#### WHAT THIS TASK INVOLVES
In the article that follows about Sheryl Sandberg's "Lean In," list everything the former Springboard alum's first elevator pitch covered about her biomedical company.

** PASSAGE SHOWN follows **

03/19/2013 04:40 pm ET Updated May 19, 2013

Sheryl Sandberg's 'Lean In' Leadership Sets Tongues Wagging

Lean In, Sheryl Sandberg's just released book meant to encourage women to seek leadership roles, has set the social media sites on fire. But I, for one, am grateful that she has set the issue of women's leadership front and center on the national agenda.

This is a message I have been preaching to women for well over a decade, especially to women entrepreneurs at Springboard Enterprises, a venture accelerator for women entrepreneurs in growth businesses.

Claiming our success for some reason seems to be difficult for women to do. Even the most accomplished among us, are somehow satisfied with handing out credit to everyone else, and just ignoring our own. One example I often cite when conducting our boot camp training sessions is that of a former Springboard Alum. This woman got up to give her first elevator pitch in the training session on her biomedical company explaining quite clearly what her device did, how she would market it and the size of her potential market and how she would generate revenue. She never mentioned her own qualifications. This was Mae Jemison!

Had Dr. Mae Jemison opened her presentation like this: "My name is Mae Jemison, I am a physician and an astronaut and the first black woman who traveled into orbit aboard the Space Shuttle Endeavour on September 12, 1992," she would have had everybody's attention. She would have established immediate credibility. She would have "leaned in" instead of leaned back.

** End of PASSAGE SHOWN **
** PROVIDED RECORDS follows **

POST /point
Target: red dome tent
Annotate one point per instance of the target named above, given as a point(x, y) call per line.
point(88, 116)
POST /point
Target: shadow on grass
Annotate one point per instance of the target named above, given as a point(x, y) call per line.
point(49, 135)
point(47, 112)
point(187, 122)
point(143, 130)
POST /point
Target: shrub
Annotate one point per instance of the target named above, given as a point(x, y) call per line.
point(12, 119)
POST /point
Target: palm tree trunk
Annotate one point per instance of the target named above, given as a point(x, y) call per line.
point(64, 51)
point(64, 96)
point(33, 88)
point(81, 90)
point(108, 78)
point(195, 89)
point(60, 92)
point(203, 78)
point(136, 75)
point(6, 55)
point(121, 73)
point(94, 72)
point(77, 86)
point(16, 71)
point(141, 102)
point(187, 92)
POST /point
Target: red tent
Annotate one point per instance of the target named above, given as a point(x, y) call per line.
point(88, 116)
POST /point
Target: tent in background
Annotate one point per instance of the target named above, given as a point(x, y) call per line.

** End of PROVIDED RECORDS **

#### RESULT FOR THIS EXERCISE
- What her device did
- How she would market it
- The size of her potential market
- How she would generate revenue